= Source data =
----------------

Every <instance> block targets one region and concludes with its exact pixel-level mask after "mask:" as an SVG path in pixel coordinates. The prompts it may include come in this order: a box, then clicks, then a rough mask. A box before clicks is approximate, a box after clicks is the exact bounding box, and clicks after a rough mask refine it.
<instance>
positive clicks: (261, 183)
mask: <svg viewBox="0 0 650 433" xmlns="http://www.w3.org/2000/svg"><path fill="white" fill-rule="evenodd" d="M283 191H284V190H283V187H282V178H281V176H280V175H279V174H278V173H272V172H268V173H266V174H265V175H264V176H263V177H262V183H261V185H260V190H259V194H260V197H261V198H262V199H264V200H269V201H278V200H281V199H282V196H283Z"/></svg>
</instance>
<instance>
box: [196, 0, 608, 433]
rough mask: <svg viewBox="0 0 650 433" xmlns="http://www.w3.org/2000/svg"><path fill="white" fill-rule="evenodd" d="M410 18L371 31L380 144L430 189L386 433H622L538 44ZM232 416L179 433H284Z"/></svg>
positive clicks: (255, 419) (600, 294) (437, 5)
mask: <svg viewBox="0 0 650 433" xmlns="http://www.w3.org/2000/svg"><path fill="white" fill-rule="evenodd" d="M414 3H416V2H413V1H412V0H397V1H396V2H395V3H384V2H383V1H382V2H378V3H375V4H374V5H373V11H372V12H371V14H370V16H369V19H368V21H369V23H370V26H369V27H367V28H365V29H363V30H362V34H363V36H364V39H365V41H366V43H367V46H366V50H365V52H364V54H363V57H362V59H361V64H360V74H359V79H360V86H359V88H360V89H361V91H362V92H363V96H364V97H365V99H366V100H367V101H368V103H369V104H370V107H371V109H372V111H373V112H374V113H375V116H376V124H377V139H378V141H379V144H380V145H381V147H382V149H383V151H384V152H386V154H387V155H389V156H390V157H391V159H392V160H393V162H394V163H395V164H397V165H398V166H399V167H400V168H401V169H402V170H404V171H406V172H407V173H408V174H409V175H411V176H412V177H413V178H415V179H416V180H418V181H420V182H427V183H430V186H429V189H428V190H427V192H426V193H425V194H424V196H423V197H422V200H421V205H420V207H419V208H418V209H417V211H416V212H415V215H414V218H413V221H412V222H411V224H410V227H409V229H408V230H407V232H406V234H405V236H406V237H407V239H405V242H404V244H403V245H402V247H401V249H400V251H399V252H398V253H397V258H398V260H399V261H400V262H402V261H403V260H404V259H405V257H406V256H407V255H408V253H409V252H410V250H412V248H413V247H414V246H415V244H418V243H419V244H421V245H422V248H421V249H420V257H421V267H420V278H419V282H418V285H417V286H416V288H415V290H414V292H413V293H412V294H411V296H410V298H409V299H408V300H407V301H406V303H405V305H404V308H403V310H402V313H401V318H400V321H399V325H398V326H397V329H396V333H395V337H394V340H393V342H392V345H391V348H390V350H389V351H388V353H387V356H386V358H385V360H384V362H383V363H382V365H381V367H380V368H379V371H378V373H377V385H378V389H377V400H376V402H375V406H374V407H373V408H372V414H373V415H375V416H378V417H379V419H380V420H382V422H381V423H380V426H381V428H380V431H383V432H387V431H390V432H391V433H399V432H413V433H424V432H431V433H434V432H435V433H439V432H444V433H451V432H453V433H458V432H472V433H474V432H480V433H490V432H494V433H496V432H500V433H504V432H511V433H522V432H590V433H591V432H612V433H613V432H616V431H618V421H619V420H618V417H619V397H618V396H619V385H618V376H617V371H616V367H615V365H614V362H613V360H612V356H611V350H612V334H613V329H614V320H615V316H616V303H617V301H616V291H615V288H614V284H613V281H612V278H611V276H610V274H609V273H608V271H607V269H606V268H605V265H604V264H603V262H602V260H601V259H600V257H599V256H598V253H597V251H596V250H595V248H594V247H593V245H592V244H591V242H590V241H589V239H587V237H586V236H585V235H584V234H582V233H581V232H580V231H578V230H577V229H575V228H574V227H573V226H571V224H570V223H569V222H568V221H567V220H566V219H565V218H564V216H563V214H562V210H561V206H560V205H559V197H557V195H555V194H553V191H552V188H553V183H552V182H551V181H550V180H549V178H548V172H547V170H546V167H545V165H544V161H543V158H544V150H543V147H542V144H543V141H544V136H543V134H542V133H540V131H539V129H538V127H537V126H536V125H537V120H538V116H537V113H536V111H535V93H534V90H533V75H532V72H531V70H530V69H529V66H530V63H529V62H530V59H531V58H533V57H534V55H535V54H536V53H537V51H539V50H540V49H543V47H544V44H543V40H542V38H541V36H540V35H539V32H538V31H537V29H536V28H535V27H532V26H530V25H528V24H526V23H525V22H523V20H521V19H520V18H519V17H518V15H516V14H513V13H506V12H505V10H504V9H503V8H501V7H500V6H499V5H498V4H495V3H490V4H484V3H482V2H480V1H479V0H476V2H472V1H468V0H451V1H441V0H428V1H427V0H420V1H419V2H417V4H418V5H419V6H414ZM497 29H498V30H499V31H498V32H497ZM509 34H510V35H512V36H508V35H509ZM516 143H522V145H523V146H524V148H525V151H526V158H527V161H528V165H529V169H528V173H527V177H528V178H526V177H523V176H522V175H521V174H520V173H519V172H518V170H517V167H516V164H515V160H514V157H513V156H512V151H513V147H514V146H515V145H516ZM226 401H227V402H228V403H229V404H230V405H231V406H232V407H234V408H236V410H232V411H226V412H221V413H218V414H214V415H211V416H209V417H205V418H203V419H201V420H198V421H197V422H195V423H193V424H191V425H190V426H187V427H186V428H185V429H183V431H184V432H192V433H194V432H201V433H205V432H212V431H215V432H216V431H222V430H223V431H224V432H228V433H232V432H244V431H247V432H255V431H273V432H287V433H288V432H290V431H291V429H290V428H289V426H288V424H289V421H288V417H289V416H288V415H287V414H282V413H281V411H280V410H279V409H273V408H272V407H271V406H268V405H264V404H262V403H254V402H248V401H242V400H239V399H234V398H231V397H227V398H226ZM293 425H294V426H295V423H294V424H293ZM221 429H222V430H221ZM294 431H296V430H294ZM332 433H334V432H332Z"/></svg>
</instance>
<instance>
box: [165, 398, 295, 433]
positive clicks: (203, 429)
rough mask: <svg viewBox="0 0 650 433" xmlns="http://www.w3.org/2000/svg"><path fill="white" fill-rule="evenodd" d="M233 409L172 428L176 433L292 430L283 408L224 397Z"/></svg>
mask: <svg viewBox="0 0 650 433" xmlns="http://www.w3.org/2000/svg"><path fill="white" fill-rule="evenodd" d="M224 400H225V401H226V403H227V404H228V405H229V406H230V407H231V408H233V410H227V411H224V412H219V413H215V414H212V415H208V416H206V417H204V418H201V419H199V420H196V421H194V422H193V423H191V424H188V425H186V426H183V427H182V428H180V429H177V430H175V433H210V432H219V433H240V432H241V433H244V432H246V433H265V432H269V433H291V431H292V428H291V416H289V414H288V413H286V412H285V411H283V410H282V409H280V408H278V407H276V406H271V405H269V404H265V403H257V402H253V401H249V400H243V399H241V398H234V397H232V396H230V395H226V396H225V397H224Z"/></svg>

----------------

= Task details =
Exactly as they appear above, output the lines of the data from the first through the one that contains "18L371 31L380 144L430", and only those lines.

= Response =
Every <instance> block targets one region and concludes with its exact pixel-level mask after "mask:" as an SVG path in pixel coordinates. The prompts it may include come in this order: a box, then clicks, then a rough mask. A box before clicks is approximate, a box after clicks is the exact bounding box, and clicks after a rough mask refine it.
<instance>
positive clicks: (261, 183)
mask: <svg viewBox="0 0 650 433" xmlns="http://www.w3.org/2000/svg"><path fill="white" fill-rule="evenodd" d="M283 191H284V190H283V187H282V178H281V176H280V175H279V174H278V173H272V172H268V173H266V174H265V175H264V176H263V177H262V183H261V185H260V190H259V194H260V197H261V198H262V199H264V200H269V201H278V200H281V199H282V196H283Z"/></svg>
</instance>
<instance>
box: [196, 0, 608, 433]
rough mask: <svg viewBox="0 0 650 433" xmlns="http://www.w3.org/2000/svg"><path fill="white" fill-rule="evenodd" d="M410 18L371 31L380 144L430 189L386 433H622L538 44ZM232 416L179 433H284Z"/></svg>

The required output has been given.